• **Given problem**
Please reproduce every one of the lines below word for word, leaving out the pictures.

• **Records shown**

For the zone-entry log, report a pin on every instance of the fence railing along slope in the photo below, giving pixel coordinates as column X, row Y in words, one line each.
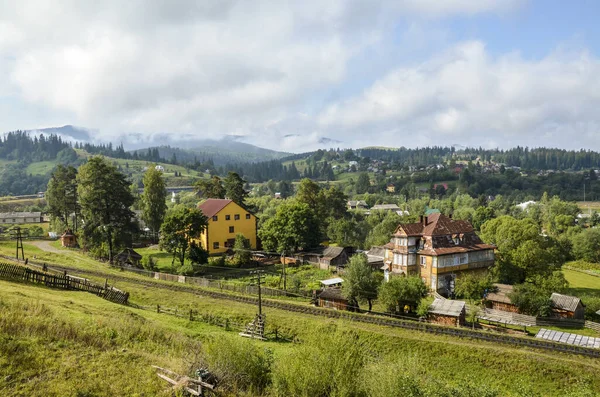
column 62, row 281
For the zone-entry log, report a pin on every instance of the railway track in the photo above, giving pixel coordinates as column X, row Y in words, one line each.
column 362, row 318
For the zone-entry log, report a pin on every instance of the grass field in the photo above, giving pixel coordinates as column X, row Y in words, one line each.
column 73, row 343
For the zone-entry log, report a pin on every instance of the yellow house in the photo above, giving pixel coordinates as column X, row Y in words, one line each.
column 226, row 219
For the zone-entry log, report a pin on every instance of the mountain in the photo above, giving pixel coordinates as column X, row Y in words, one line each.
column 66, row 132
column 224, row 151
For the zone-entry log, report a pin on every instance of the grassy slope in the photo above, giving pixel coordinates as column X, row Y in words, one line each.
column 581, row 284
column 72, row 340
column 446, row 358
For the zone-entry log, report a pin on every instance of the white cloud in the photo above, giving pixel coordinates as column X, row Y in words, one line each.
column 218, row 67
column 467, row 96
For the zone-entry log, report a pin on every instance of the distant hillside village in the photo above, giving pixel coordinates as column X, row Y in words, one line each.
column 431, row 233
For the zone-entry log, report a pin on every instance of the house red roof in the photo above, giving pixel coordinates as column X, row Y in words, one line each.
column 212, row 206
column 436, row 225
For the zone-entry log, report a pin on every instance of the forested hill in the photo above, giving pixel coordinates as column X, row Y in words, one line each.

• **Written answer**
For the zone-entry log, report a pin on every instance of the fence railing along slope in the photo below, giving pixel coordinates as column X, row Y in words, one line each.
column 62, row 281
For the zone-entry log, report a pin on every instance of the railway track in the photo above, giving pixel coordinates as column X, row Y in words, one line each.
column 362, row 318
For the zone-entry log, report a pin on every instance of the grass field in the photo above, giving pixel coordinates as column X, row Y in words, one line each.
column 73, row 343
For the zone-entry log, report a pin on every instance of the yellow house in the photo above, giving pixel coordinates as column X, row Y in words, one line each.
column 226, row 219
For the zone-entry log, report a pin on every instance of the mountain in the photo above, giving pixel coordinates as column X, row Y in words, one line each.
column 66, row 132
column 224, row 151
For the zone-entry log, report a pin on every instance of the grassy slope in the photo above, giving pixel coordinates as column X, row Y in words, one line each.
column 581, row 284
column 72, row 340
column 446, row 358
For the zone-entry log, report a pin on every instance of the white cloud in the photo above, giving pixel coordinates as column X, row Y in words, one line each.
column 218, row 67
column 467, row 96
For the zone-entry log, report a pin on every instance of the distant hillside village in the photo above, giving pixel coordinates as column X, row Y in words, one line each.
column 431, row 233
For the zone-entry log, report a pin on every instance of the house red roof in the photo above, giving pixel coordinates as column X, row Y in words, one line each.
column 212, row 206
column 436, row 225
For the zone-entry log, report a pin on every instance of the forested hill in the photo above, giving pixel coordinates as column X, row Y in words, one line each.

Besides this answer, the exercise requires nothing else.